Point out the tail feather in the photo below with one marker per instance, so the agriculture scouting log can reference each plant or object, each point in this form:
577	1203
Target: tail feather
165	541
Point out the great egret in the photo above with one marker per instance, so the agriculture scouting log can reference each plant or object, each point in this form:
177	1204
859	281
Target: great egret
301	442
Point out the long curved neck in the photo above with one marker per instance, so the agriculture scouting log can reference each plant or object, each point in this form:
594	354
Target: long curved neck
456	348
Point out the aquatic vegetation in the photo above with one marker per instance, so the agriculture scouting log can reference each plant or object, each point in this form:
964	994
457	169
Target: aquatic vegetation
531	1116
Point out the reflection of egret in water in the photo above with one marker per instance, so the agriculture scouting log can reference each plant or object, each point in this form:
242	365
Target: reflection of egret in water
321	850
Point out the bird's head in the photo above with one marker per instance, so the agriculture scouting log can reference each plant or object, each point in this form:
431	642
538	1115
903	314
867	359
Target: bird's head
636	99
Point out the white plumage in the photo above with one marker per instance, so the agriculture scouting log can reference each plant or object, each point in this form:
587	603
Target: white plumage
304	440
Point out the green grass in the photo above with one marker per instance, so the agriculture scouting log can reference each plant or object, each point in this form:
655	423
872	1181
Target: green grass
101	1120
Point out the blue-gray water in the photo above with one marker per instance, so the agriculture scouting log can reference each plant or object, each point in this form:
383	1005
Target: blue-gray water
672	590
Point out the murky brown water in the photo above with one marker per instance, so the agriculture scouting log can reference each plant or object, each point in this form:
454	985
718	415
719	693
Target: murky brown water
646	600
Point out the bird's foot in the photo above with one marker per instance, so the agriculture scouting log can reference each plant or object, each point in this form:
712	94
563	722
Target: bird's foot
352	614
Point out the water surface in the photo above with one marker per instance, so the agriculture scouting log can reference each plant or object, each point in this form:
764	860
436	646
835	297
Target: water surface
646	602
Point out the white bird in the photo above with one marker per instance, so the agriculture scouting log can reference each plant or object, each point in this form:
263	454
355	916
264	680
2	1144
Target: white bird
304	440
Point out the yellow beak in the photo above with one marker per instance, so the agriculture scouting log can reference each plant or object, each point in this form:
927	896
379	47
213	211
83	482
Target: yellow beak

────

* What you need to do
In the entries above, count each line containing the word "beak" and reply with only the count.

* Task response
2